# STORED DATA
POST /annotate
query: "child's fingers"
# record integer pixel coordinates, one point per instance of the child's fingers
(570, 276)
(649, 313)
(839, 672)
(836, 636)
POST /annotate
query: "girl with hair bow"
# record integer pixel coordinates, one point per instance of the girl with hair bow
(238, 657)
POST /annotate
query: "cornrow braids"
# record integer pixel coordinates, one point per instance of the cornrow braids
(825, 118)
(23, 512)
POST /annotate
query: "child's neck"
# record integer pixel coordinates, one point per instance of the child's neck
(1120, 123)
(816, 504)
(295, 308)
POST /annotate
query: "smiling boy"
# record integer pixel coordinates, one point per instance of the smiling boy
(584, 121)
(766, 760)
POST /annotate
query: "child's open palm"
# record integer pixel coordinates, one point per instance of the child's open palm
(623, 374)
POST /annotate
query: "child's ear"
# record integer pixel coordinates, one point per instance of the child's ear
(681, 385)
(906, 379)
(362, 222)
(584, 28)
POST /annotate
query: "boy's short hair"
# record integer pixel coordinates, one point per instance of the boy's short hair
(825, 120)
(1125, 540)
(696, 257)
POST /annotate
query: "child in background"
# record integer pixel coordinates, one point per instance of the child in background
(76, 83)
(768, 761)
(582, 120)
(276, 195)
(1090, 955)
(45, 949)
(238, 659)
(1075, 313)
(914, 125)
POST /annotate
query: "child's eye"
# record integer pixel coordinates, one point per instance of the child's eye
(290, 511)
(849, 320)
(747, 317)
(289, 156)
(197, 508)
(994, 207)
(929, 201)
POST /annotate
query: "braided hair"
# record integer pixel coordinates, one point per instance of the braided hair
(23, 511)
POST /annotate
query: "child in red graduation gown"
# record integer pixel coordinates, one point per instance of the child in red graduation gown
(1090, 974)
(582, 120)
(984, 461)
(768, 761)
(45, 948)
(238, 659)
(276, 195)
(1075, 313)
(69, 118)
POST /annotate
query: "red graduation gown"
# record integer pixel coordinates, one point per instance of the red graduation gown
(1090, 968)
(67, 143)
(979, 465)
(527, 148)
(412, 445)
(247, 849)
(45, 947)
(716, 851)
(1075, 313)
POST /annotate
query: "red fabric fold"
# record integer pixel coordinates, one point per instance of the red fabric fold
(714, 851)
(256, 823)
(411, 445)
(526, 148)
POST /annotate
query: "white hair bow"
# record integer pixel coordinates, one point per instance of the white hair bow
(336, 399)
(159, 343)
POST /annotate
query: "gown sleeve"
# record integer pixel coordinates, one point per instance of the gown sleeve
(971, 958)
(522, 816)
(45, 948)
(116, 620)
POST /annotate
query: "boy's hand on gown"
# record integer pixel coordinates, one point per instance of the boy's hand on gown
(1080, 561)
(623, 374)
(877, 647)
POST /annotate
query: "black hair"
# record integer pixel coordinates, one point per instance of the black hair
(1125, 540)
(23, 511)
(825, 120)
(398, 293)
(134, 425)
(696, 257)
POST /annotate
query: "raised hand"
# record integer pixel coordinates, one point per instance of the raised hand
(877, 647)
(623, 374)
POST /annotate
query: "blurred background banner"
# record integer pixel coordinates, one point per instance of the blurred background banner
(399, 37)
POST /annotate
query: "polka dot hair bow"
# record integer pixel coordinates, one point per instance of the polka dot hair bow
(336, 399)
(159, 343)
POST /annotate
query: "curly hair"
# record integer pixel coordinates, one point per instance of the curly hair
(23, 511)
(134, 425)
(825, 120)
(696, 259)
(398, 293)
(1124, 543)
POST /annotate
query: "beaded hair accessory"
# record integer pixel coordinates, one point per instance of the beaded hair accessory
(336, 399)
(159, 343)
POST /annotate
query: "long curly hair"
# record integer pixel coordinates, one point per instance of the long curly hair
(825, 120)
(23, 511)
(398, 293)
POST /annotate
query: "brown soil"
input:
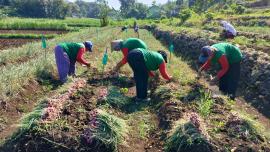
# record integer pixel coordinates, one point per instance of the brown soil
(31, 32)
(11, 111)
(14, 43)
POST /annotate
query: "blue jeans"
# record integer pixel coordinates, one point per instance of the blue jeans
(136, 61)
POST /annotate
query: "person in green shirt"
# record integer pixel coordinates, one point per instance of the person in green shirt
(229, 58)
(126, 46)
(143, 62)
(67, 54)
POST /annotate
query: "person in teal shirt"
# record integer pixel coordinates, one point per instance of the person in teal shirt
(229, 58)
(126, 46)
(143, 62)
(67, 54)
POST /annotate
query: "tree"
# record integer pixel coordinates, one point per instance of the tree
(56, 9)
(126, 6)
(138, 11)
(104, 12)
(73, 10)
(5, 2)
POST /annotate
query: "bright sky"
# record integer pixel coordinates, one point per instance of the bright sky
(116, 4)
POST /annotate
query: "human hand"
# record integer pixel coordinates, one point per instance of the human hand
(213, 80)
(88, 65)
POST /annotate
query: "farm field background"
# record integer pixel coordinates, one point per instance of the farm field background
(96, 110)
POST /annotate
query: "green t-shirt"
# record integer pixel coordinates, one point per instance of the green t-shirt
(232, 53)
(72, 49)
(152, 59)
(133, 43)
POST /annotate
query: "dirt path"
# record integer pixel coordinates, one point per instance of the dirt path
(14, 43)
(31, 32)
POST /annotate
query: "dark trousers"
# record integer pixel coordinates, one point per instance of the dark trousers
(229, 82)
(136, 61)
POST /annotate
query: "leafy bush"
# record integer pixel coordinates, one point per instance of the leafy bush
(184, 15)
(105, 130)
(186, 137)
(209, 16)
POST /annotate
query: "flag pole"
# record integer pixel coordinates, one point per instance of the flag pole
(44, 45)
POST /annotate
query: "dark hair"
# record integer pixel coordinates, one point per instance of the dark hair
(164, 55)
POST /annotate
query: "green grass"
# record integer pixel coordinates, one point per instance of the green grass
(46, 24)
(15, 76)
(111, 130)
(186, 137)
(27, 36)
(205, 104)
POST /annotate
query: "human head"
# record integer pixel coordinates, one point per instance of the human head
(164, 55)
(88, 45)
(206, 52)
(116, 45)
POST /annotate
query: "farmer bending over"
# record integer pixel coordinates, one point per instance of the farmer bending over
(125, 47)
(143, 62)
(124, 28)
(229, 58)
(229, 31)
(66, 55)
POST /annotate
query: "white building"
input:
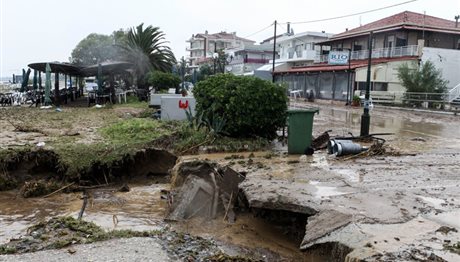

# EXERCISE DESCRIPTION
Excluding the pictures, transcribe all of the entries exactly.

# RESULT OF THE TASK
POST /annotate
query: "child's fingers"
# record integer pixel coordinates, one point per instance of the child's fingers
(570, 276)
(649, 313)
(839, 672)
(836, 636)
POST /annotate
query: "girl with hair bow"
# record integer pixel coordinates, one point per instance of the girl with hair bow
(238, 657)
POST /annotate
query: "cornrow braids"
# record integer pixel coordinates, one point per instance of the cornrow braids
(825, 118)
(23, 512)
POST /annotate
query: "child's neck"
# record integer pixel coordinates, one point per instance of the child's neck
(1120, 123)
(816, 504)
(295, 308)
POST /annotate
query: "smiling boy"
# record integer pixel coordinates, one point per instance of the smiling boy
(584, 121)
(766, 760)
POST /annotate
query: "child's open palm"
# record integer pixel coordinates, one point per instance of the child's open palm
(623, 374)
POST /annotate
query: "child's ear"
# record integer pixel coordinates, one point per instance of the child's ear
(681, 385)
(906, 379)
(362, 222)
(584, 28)
POST /annotate
query: "boy's short hair"
# record integer pixel coordinates, one point per instance of the boy's short hair
(825, 120)
(1125, 540)
(696, 257)
POST /annotate
query: "child in background"
# record integer pixel coordinates, one point per instance of the child in background
(76, 83)
(768, 761)
(582, 120)
(276, 195)
(1090, 955)
(45, 949)
(238, 659)
(1075, 313)
(914, 125)
POST /annotate
query: "child's eye"
# record integer pixel coordinates, one point per instance of the child's eye
(290, 511)
(849, 320)
(747, 317)
(289, 156)
(197, 508)
(994, 207)
(929, 201)
POST /annotate
query: "braided hair"
# record integer pixel coordinates, one point per instance of the braided hair
(23, 511)
POST /annotate
query: "child in red graduation gown"
# record integer pixel coordinates, one point per instance of the child in red graduation gown
(1090, 974)
(582, 120)
(984, 461)
(768, 761)
(45, 948)
(238, 659)
(276, 195)
(1075, 313)
(69, 118)
POST /annotate
query: "red graduation gown"
# record integer pixel coordinates, one point per instance of the red graduation gown
(1090, 968)
(67, 143)
(979, 465)
(527, 148)
(412, 445)
(247, 849)
(45, 947)
(716, 851)
(1075, 313)
POST /annotate
query: "red fabric fold"
# record integer pixel coordinates, one point per instance of the red fabric fold
(714, 851)
(256, 823)
(411, 445)
(526, 148)
POST /annotate
query: "white hair bow"
# record integer pixel coordinates, one point per instance of the white hair bow
(336, 399)
(159, 343)
POST /annotate
query: "gown sleeve"
# record integer pixel coordinates, one point per instance of the gown sleeve
(971, 958)
(522, 816)
(45, 948)
(116, 620)
POST /annotate
query: "boy's hand on gown"
# record integer pixel coordinates, one point per instance of the boy's hand on gown
(1080, 561)
(623, 374)
(877, 647)
POST /annotate
query: "black hair"
# record integer pixel coordinates, one point per instance of the black hair
(1125, 540)
(23, 511)
(825, 120)
(398, 293)
(134, 425)
(696, 257)
POST /annotate
query: "raised hand"
# record integer pixel coordinates, one point per instance of the raised hand
(877, 647)
(623, 374)
POST /annotate
query: "blurred background banner"
# record integer pixel coordinates, one point per instance of the blurred background banner
(399, 37)
POST /annotate
query: "polka dot hair bow"
# record integer pixel coordinates, one point per instance of the polka dot hair bow
(336, 399)
(159, 343)
POST /annotate
query: "curly hair"
# record integer pixel coordinates, one point per instance of the curly hair
(23, 511)
(134, 425)
(825, 120)
(696, 259)
(398, 293)
(1124, 543)
POST /annotate
query: "beaded hair accessory"
# record integer pixel coordinates, one point per instance of the beaded hair accessory
(336, 399)
(159, 343)
POST /annotate
query: "long curly hair"
# record integer pixel coordinates, one point per instance of the long curly hair
(825, 120)
(23, 511)
(398, 293)
POST /annotate
query: "brown soil"
input:
# record integer pixel coordinates, one point per instance of the brown soil
(31, 32)
(11, 111)
(14, 43)
POST /annotate
query: "blue jeans"
# record integer pixel coordinates, one point per instance of the blue jeans
(136, 61)
POST /annotate
query: "person in green shirt"
# record integer pixel coordinates, one point per instance of the person in green shirt
(229, 58)
(126, 46)
(143, 62)
(67, 54)
POST /annotate
query: "person in teal shirt"
# record integer pixel coordinates, one point per instance of the person in teal shirt
(229, 58)
(126, 46)
(143, 62)
(67, 54)
POST /annotate
query: "tree"
# record integer pixel coordinates, one point per instance of the tree
(56, 9)
(126, 6)
(138, 11)
(104, 12)
(73, 10)
(5, 2)
POST /annotate
query: "bright sky"
# record integer pixel coordinates, one point per instance of the bright sky
(116, 4)
POST /annotate
query: "human hand"
# record integer pixel coordinates, one point per instance of the human hand
(213, 80)
(88, 65)
POST /annotate
query: "farm field background"
# record integer pixel coordinates, one point per instance of the farm field background
(96, 110)
POST /annotate
query: "green t-shirt"
# record integer pixel coordinates, one point per instance of the green t-shirt
(232, 53)
(72, 49)
(152, 59)
(133, 43)
POST /annotate
query: "dirt path"
# record integer pixel coordinates, one point per instance of the dirt path
(14, 43)
(31, 32)
POST /annotate
query: "dark trousers"
# record integer pixel coordinates, one point per instance of the dark trousers
(229, 82)
(136, 61)
POST /annotate
query: "leafy bush"
# record integer pixel coordinates, one point per instance of the leafy bush
(184, 15)
(105, 130)
(186, 137)
(209, 16)
POST /annotate
query: "flag pole"
# record integer pixel coordinates, one point per instance of the flag pole
(44, 45)
POST /annotate
query: "dark hair"
# record integer pixel coordinates, one point per instance of the dark hair
(164, 55)
POST /annotate
query: "green grass"
# record integer pixel coordinates, one point per instance of the green grass
(46, 24)
(15, 76)
(111, 130)
(186, 137)
(27, 36)
(205, 104)
POST /annotate
query: "human head"
# record integer pixel coordinates, one point per instance of the human head
(164, 55)
(88, 45)
(206, 52)
(116, 45)
POST /annotate
query: "farmer bending over"
# record integer pixel coordinates, one point per instance of the farmer bending over
(125, 47)
(143, 62)
(124, 28)
(229, 58)
(229, 31)
(66, 55)
POST /annotate
query: "white building"
input:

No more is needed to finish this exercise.